(Items from a dataset)
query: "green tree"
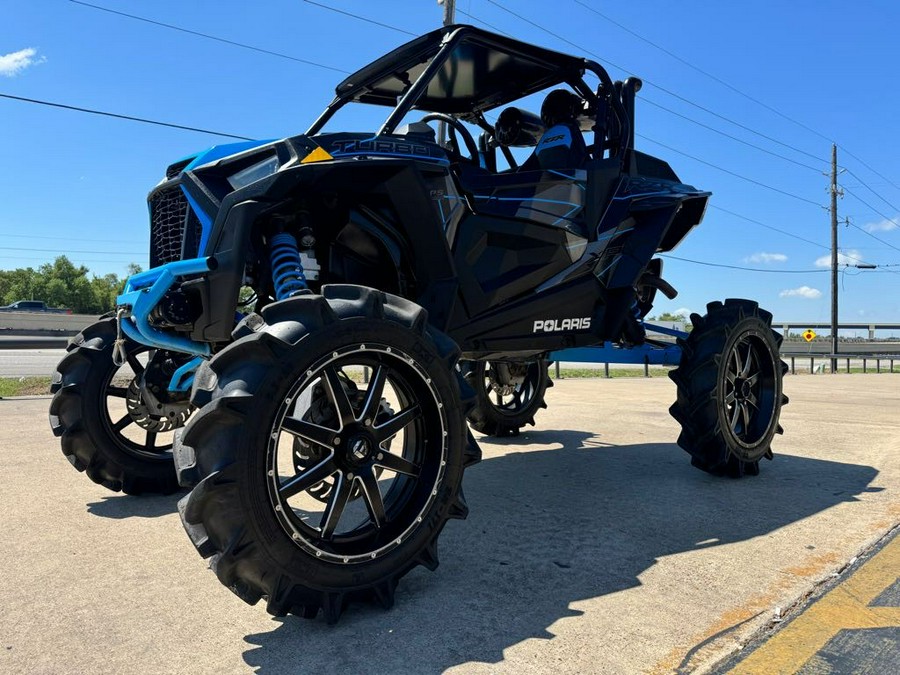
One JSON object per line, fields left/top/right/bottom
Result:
{"left": 649, "top": 312, "right": 689, "bottom": 322}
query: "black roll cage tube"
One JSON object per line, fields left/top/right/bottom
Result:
{"left": 305, "top": 28, "right": 633, "bottom": 163}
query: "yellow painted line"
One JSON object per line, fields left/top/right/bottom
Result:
{"left": 729, "top": 532, "right": 900, "bottom": 675}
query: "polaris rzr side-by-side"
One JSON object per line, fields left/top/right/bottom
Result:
{"left": 49, "top": 25, "right": 787, "bottom": 622}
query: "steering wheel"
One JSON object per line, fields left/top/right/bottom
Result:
{"left": 419, "top": 113, "right": 480, "bottom": 164}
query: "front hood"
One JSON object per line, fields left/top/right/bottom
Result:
{"left": 152, "top": 131, "right": 450, "bottom": 259}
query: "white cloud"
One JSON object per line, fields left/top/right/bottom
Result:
{"left": 863, "top": 216, "right": 899, "bottom": 232}
{"left": 672, "top": 307, "right": 692, "bottom": 317}
{"left": 814, "top": 249, "right": 864, "bottom": 267}
{"left": 779, "top": 286, "right": 822, "bottom": 299}
{"left": 0, "top": 48, "right": 45, "bottom": 77}
{"left": 744, "top": 252, "right": 787, "bottom": 264}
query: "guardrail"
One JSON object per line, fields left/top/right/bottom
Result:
{"left": 782, "top": 352, "right": 898, "bottom": 375}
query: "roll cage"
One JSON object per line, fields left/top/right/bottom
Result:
{"left": 305, "top": 24, "right": 634, "bottom": 165}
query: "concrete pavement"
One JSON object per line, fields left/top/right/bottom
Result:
{"left": 1, "top": 375, "right": 898, "bottom": 674}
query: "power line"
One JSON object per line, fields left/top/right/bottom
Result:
{"left": 710, "top": 205, "right": 882, "bottom": 270}
{"left": 641, "top": 98, "right": 822, "bottom": 172}
{"left": 483, "top": 0, "right": 827, "bottom": 166}
{"left": 842, "top": 168, "right": 900, "bottom": 216}
{"left": 0, "top": 255, "right": 143, "bottom": 266}
{"left": 569, "top": 0, "right": 900, "bottom": 194}
{"left": 840, "top": 146, "right": 900, "bottom": 194}
{"left": 709, "top": 206, "right": 829, "bottom": 251}
{"left": 637, "top": 134, "right": 822, "bottom": 207}
{"left": 455, "top": 7, "right": 511, "bottom": 36}
{"left": 0, "top": 246, "right": 144, "bottom": 256}
{"left": 570, "top": 1, "right": 835, "bottom": 146}
{"left": 301, "top": 0, "right": 417, "bottom": 37}
{"left": 69, "top": 1, "right": 350, "bottom": 74}
{"left": 658, "top": 253, "right": 827, "bottom": 274}
{"left": 0, "top": 232, "right": 144, "bottom": 244}
{"left": 0, "top": 93, "right": 254, "bottom": 141}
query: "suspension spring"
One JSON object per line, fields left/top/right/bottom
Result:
{"left": 270, "top": 233, "right": 308, "bottom": 300}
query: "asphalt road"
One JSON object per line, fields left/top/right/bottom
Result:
{"left": 1, "top": 375, "right": 898, "bottom": 673}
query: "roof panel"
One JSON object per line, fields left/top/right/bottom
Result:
{"left": 335, "top": 25, "right": 585, "bottom": 114}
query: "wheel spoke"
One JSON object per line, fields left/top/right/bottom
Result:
{"left": 729, "top": 402, "right": 741, "bottom": 432}
{"left": 746, "top": 392, "right": 759, "bottom": 409}
{"left": 145, "top": 430, "right": 157, "bottom": 449}
{"left": 113, "top": 414, "right": 134, "bottom": 432}
{"left": 740, "top": 402, "right": 752, "bottom": 432}
{"left": 360, "top": 365, "right": 388, "bottom": 422}
{"left": 375, "top": 451, "right": 420, "bottom": 477}
{"left": 358, "top": 469, "right": 386, "bottom": 528}
{"left": 724, "top": 391, "right": 736, "bottom": 405}
{"left": 729, "top": 347, "right": 742, "bottom": 382}
{"left": 281, "top": 417, "right": 337, "bottom": 449}
{"left": 107, "top": 386, "right": 129, "bottom": 399}
{"left": 279, "top": 455, "right": 337, "bottom": 500}
{"left": 739, "top": 342, "right": 754, "bottom": 377}
{"left": 323, "top": 366, "right": 355, "bottom": 426}
{"left": 319, "top": 473, "right": 353, "bottom": 540}
{"left": 747, "top": 373, "right": 760, "bottom": 387}
{"left": 373, "top": 404, "right": 422, "bottom": 443}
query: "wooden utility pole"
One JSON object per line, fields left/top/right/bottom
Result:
{"left": 830, "top": 144, "right": 839, "bottom": 374}
{"left": 437, "top": 1, "right": 455, "bottom": 146}
{"left": 440, "top": 0, "right": 456, "bottom": 25}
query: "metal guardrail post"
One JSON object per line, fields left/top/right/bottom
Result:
{"left": 846, "top": 358, "right": 850, "bottom": 374}
{"left": 877, "top": 359, "right": 881, "bottom": 373}
{"left": 363, "top": 366, "right": 370, "bottom": 384}
{"left": 810, "top": 356, "right": 815, "bottom": 374}
{"left": 863, "top": 358, "right": 867, "bottom": 373}
{"left": 791, "top": 356, "right": 795, "bottom": 374}
{"left": 604, "top": 362, "right": 609, "bottom": 378}
{"left": 555, "top": 361, "right": 560, "bottom": 379}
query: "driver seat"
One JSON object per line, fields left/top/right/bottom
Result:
{"left": 532, "top": 89, "right": 588, "bottom": 170}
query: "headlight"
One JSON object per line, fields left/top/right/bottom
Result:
{"left": 227, "top": 155, "right": 279, "bottom": 190}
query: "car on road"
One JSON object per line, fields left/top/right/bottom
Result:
{"left": 0, "top": 300, "right": 72, "bottom": 314}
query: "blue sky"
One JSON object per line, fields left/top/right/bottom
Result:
{"left": 3, "top": 0, "right": 900, "bottom": 324}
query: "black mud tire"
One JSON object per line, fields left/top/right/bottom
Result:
{"left": 668, "top": 299, "right": 788, "bottom": 477}
{"left": 464, "top": 360, "right": 552, "bottom": 437}
{"left": 48, "top": 319, "right": 183, "bottom": 495}
{"left": 175, "top": 285, "right": 480, "bottom": 622}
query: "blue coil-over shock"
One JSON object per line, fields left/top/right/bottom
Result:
{"left": 270, "top": 233, "right": 308, "bottom": 300}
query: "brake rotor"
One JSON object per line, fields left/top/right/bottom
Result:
{"left": 124, "top": 378, "right": 191, "bottom": 432}
{"left": 292, "top": 378, "right": 394, "bottom": 503}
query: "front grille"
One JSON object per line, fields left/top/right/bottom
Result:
{"left": 148, "top": 187, "right": 203, "bottom": 267}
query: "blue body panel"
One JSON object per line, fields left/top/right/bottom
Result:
{"left": 116, "top": 257, "right": 214, "bottom": 358}
{"left": 182, "top": 140, "right": 274, "bottom": 252}
{"left": 551, "top": 323, "right": 688, "bottom": 365}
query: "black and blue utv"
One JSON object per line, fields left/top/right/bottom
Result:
{"left": 49, "top": 25, "right": 787, "bottom": 622}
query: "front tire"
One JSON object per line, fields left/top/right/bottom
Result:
{"left": 668, "top": 299, "right": 788, "bottom": 477}
{"left": 175, "top": 286, "right": 480, "bottom": 622}
{"left": 48, "top": 319, "right": 191, "bottom": 494}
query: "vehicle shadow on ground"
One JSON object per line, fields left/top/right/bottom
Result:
{"left": 86, "top": 492, "right": 182, "bottom": 519}
{"left": 242, "top": 430, "right": 879, "bottom": 674}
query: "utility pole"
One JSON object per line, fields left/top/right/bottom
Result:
{"left": 439, "top": 0, "right": 456, "bottom": 25}
{"left": 830, "top": 144, "right": 839, "bottom": 374}
{"left": 436, "top": 1, "right": 455, "bottom": 146}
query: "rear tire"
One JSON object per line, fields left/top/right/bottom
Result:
{"left": 48, "top": 319, "right": 190, "bottom": 494}
{"left": 175, "top": 286, "right": 480, "bottom": 622}
{"left": 668, "top": 299, "right": 788, "bottom": 477}
{"left": 465, "top": 359, "right": 551, "bottom": 436}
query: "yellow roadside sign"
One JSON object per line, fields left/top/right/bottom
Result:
{"left": 803, "top": 329, "right": 817, "bottom": 342}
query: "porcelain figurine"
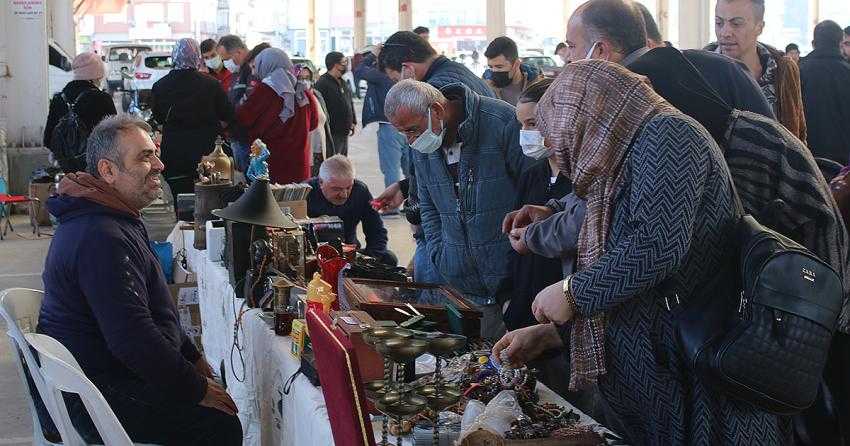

### [Task item]
Show the lines above that have the word "pole".

### [Answer to this exercise]
query: "wooden utility pole"
query: "utility pole"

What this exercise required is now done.